INPUT RECORDS start
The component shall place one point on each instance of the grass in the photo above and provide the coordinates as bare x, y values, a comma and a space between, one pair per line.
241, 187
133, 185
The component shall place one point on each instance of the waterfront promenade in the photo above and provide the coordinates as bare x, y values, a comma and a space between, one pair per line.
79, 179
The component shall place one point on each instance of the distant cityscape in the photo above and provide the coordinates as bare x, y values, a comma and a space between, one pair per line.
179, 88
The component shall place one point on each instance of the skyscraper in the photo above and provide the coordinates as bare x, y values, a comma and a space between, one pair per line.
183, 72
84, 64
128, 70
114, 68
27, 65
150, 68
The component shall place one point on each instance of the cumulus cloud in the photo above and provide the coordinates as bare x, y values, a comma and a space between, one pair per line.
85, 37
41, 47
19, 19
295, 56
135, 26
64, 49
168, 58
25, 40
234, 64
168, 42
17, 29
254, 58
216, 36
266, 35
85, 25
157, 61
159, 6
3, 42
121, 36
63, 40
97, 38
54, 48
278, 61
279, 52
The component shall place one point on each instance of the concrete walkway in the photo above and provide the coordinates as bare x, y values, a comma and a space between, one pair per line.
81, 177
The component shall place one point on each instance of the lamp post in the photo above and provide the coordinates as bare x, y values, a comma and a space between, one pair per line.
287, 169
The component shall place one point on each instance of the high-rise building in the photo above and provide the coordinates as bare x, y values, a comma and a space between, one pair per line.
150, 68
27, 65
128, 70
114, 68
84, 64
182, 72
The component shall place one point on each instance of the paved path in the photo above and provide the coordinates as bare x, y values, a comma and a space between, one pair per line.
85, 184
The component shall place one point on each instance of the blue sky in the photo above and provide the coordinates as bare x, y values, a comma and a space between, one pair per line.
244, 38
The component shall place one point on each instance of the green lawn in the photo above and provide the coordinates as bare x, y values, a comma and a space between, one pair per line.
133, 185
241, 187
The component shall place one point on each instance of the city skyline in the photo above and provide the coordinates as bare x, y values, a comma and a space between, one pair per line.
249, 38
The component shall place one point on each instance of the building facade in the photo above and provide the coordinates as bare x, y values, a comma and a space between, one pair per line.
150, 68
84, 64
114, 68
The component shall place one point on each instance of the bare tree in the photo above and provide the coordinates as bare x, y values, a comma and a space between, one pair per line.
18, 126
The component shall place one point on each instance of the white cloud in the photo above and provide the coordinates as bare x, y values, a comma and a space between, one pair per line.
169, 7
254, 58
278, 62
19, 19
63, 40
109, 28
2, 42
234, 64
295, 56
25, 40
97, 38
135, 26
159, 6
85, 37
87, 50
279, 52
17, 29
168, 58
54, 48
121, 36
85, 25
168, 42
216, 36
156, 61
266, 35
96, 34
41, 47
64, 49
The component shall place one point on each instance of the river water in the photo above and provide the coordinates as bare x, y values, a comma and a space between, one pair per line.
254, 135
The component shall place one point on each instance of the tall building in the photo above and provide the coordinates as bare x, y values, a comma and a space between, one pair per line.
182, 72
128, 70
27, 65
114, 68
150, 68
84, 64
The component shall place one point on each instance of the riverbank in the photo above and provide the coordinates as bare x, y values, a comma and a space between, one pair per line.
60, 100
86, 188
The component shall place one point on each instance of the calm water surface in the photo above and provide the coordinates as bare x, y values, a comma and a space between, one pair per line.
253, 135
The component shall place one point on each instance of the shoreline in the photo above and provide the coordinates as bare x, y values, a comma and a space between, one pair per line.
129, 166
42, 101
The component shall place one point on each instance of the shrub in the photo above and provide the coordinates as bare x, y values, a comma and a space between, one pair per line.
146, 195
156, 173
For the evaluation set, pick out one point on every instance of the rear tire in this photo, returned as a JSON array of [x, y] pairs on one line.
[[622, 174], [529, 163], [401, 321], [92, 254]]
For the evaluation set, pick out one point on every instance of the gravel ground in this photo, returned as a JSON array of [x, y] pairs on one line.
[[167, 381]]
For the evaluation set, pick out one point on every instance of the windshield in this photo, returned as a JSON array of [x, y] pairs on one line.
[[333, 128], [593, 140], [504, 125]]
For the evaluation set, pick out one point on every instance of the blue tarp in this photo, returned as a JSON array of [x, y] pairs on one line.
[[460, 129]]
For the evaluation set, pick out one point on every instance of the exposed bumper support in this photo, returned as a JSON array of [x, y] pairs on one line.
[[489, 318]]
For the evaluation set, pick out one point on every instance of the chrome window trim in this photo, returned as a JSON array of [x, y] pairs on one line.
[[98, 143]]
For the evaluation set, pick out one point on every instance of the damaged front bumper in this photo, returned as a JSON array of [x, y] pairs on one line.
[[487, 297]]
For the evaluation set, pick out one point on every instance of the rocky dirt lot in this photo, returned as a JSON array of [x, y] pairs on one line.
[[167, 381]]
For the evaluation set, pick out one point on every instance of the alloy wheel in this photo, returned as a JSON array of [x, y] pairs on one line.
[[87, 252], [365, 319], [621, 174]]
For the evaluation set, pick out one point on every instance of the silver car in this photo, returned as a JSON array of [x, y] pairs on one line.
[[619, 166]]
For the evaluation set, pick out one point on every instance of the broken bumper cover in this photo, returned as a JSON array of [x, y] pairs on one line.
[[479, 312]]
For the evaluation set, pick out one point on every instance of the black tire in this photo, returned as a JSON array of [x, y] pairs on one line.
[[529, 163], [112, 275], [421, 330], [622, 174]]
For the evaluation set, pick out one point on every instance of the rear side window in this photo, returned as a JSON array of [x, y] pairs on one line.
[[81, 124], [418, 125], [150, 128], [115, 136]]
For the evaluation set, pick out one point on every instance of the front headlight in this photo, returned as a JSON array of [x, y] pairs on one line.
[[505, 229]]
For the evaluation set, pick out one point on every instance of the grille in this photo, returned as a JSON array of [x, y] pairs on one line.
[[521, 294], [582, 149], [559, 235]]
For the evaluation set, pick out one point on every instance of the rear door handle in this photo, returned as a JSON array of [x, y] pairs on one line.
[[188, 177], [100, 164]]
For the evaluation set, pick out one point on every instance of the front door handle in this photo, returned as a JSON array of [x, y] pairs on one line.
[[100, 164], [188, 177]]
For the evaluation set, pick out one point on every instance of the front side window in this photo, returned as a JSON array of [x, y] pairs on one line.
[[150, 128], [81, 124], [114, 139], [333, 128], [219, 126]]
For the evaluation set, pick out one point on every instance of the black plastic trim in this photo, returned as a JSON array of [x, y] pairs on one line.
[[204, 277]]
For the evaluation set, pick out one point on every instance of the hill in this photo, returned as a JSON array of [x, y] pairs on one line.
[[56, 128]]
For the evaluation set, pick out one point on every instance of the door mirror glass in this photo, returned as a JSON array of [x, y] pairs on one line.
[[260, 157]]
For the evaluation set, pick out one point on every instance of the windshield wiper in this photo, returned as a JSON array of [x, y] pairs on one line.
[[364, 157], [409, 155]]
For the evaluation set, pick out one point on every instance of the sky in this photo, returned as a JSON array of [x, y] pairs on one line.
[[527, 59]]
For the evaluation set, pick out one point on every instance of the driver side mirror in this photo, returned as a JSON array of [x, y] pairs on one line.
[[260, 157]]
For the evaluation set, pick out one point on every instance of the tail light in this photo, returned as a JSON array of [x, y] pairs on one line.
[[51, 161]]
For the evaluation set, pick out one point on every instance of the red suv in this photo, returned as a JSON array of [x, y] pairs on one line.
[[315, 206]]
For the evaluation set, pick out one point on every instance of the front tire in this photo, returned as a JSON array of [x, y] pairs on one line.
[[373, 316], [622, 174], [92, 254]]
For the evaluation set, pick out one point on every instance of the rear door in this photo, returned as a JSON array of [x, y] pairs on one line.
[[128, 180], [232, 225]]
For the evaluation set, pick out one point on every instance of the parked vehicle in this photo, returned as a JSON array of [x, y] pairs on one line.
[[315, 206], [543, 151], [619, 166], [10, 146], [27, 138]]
INPUT RECORDS end
> EXERCISE INSTRUCTIONS
Rewrite the records, swapping each "instance" for "occurrence" and leaving everything else unchanged.

> TASK OUTPUT
The component shall place one point on each occurrence of the grass in the photo above and provide the coordinates as bare x, y values, a comma and a space between, one pair per line.
241, 187
133, 185
The component shall place one point on each occurrence of the waterfront promenade in the photo above and provide the coordinates as bare x, y values, a comma and a space between, one pair per line.
79, 179
The component shall place one point on each occurrence of the distant cityscape in the photo above and provide the coordinates as bare x, y values, a comma and a space between, one pair per line.
179, 88
The component shall place one point on each occurrence of the skyscraper in the photo above and provide the coordinates as bare x, y values, a comma and a space between, one pair per line.
183, 72
84, 64
128, 70
114, 68
27, 65
150, 68
The component shall place one point on each occurrence of the cumulus cloud in the photo above and provide the coordinates as bare x, y values, a comma and a space between, one pair per line.
85, 37
41, 47
19, 19
295, 56
135, 26
64, 49
168, 58
25, 40
234, 64
168, 42
17, 29
254, 58
216, 36
266, 35
85, 25
157, 61
159, 6
3, 42
121, 36
63, 40
97, 38
54, 48
278, 61
279, 52
The component shall place one point on each occurrence of the concrete walkway in the photo above and provide the coordinates as bare x, y values, a comma and a space between, one pair per line.
81, 177
The component shall place one point on each occurrence of the lamp post in the photo above and provide the coordinates as bare x, y values, a comma and a space between, one pair per line.
287, 169
The component shall place one point on each occurrence of the high-rise building in the photo above and provide the coordinates as bare x, y values, a comma and a space between, one pair per line.
150, 68
27, 65
128, 70
114, 68
84, 64
182, 72
The component shall place one point on each occurrence of the paved path in the photo above and provide the coordinates as bare x, y values, a comma and a space between, one pair per line.
85, 184
The component shall place one point on each occurrence of the blue sky in the photo above and provide the coordinates as bare x, y values, a comma and a space between, one pair per line.
244, 38
The component shall place one point on each occurrence of the green lawn in the photo above and provide the coordinates as bare x, y values, a comma and a space between, one pair per line.
133, 185
241, 187
The component shall place one point on each occurrence of the city skyline in the photo above and provide the coordinates as bare x, y values, a comma and a space between, one pair per line.
249, 38
The component shall place one point on each occurrence of the building facade in the photo above and provide the coordinates as bare x, y values, a comma and a space between, one pair per line.
150, 68
84, 64
114, 68
The component shall place one point on each occurrence of the bare tree in the photo above and provide the coordinates as bare x, y values, a comma and a space between, one pair per line.
18, 126
The component shall place one point on each occurrence of the white cloud in the photo above and provide the coordinates as bare x, y values, a comma and a space between, one pair per line.
169, 7
254, 58
278, 62
19, 19
63, 40
109, 28
2, 42
234, 64
295, 56
25, 40
97, 38
135, 26
159, 6
85, 37
87, 50
279, 52
17, 29
168, 58
54, 48
121, 36
85, 25
168, 42
216, 36
156, 61
266, 35
96, 34
41, 47
64, 49
The component shall place one point on each occurrence of the river water in the photo above and provide the coordinates as bare x, y values, a comma and a space between, one pair per line.
254, 135
The component shall place one point on each occurrence of the tall building in the photo above and provide the coordinates as bare x, y values, a comma and a space between, one pair per line.
182, 72
128, 70
27, 65
114, 68
150, 68
84, 64
The component shall place one point on each occurrence of the riverbank in the photo above and provide the coordinates as bare x, y values, a comma and a space between, one pair per line.
60, 100
86, 188
The component shall place one point on each occurrence of the calm water surface in the photo above and provide the coordinates as bare x, y values, a comma and a space between, one pair per line.
253, 135
The component shall place one point on each occurrence of the shoreline in the photo above and provide the coordinates as bare x, y values, a comma and a space between, one pair per line.
129, 166
42, 101
The component shall place one point on each occurrence of the shrub in the photo above and provide the coordinates as bare x, y values, a comma and a space between, one pair per line.
146, 195
156, 173
For the evaluation set, pick out one point on every occurrence of the rear tire in this photo, returned as a JSON array of [x, y] pairs on one line.
[[622, 174], [529, 163], [401, 321], [92, 254]]
For the evaluation set, pick out one point on every occurrence of the gravel ground in this photo, returned as a JSON array of [x, y] pairs on one line.
[[167, 381]]
For the evaluation set, pick out one point on every occurrence of the windshield in this photo, returned as a JSON array of [x, y] pairs on one line.
[[333, 128], [593, 140], [504, 125]]
For the evaluation set, pick out one point on every occurrence of the blue tarp in this photo, returned as a JSON array of [x, y] pairs on one line.
[[460, 129]]
For the evaluation set, pick out one point on every occurrence of the exposed bumper support in this photo, returned as a JSON array of [x, y] pairs on one line.
[[489, 318]]
For the evaluation set, pick out one point on every occurrence of the chrome window trim in this photo, returned as a JSON array of [x, y] pairs on one line.
[[98, 143]]
For the evaluation set, pick out one point on every occurrence of the damaged front bumper in this photo, returned as a JSON array of [x, y] pairs on one line.
[[487, 297]]
For the evaluation set, pick out one point on every occurrence of the rocky dirt lot in this photo, returned as a JSON array of [x, y] pairs on one line.
[[167, 381]]
For the evaluation set, pick out one point on every occurrence of the alloy wheel in this photo, returned as a JSON array of [x, y] pairs on one line.
[[87, 252], [365, 319], [621, 174]]
For the evaluation set, pick out one point on every occurrence of the silver car in this photo, returned as a JSON array of [x, y] pairs on one line.
[[619, 166]]
For the evaluation set, pick out one point on every occurrence of the broken bumper cover in this photo, returned as a JSON array of [x, y] pairs on one line.
[[479, 312]]
For the evaluation set, pick out one point on every occurrence of the black tire in this photo, returned as a JSON array of [x, y] pairs on one line.
[[529, 163], [112, 275], [421, 330], [622, 174]]
For the evaluation set, pick out one point on every occurrence of the rear side window in this photo, returned as a JSON array of [x, y] pairs on one line.
[[81, 124], [418, 125], [150, 128], [115, 136]]
For the evaluation set, pick out one point on every occurrence of the front headlight in this photo, returned as a JSON array of [x, y] pairs on one line.
[[505, 229]]
For the evaluation set, pick out one point on every occurrence of the grille in this photo, returned as a JSON array of [x, y] pairs on one line.
[[521, 294], [582, 149], [559, 235]]
For the evaluation set, pick out one point on every occurrence of the rear door handle in this photo, returned as a JSON array of [x, y] pairs on one line.
[[188, 177], [100, 164]]
For the evaluation set, pick out one point on every occurrence of the front door handle in this photo, returned as a JSON array of [x, y] pairs on one line.
[[100, 164], [188, 177]]
For the evaluation set, pick out one point on every occurrence of the front side window in this photo, returned as a JSON array of [x, y] pairs on one line.
[[150, 128], [81, 124], [114, 139], [333, 128], [219, 126]]
For the evaluation set, pick out one point on every occurrence of the black plastic trim in this photo, returned as a JSON array of [x, y] pairs on one line.
[[204, 277]]
For the evaluation set, pick out one point on every occurrence of the hill in this photo, returned as a JSON array of [x, y] pairs on one line.
[[56, 128]]
For the evaluation set, pick out one point on every occurrence of the door mirror glass in this photo, returned as a JSON array of [x, y] pairs on one line.
[[260, 157]]
For the evaluation set, pick out one point on every occurrence of the windshield wiper in this photo, returned as a JSON array of [x, y] pairs on one line.
[[364, 157], [409, 155]]
For the evaluation set, pick out one point on every occurrence of the sky in this photo, returned as a JSON array of [x, y] pairs on one line.
[[527, 59]]
For the evaluation set, pick out one point on every occurrence of the driver side mirror in this photo, returned as a JSON array of [x, y] pairs on one line.
[[260, 157]]
For the evaluation set, pick out one point on every occurrence of the tail light in this photo, returned as a JSON array of [x, y] pairs on one line.
[[51, 161]]
For the evaluation set, pick out one point on every occurrence of the red suv in this photo, returned as a JSON array of [x, y] pairs on one line.
[[315, 206]]
For the evaluation set, pick out one point on every occurrence of the front tire in this photo, returned as a JSON array of [x, y] pairs on one line.
[[373, 316], [622, 174], [92, 254]]
For the evaluation set, pick out one point on every occurrence of the rear door in this photo, returned as a JSON array of [x, y] pairs on one line.
[[128, 180], [232, 225]]
For the evaluation set, pick out one point on every occurrence of the parked vehicle in this photo, returned as a JSON array of [x, y] pairs on one line.
[[315, 206], [543, 151], [619, 166], [10, 146], [27, 138]]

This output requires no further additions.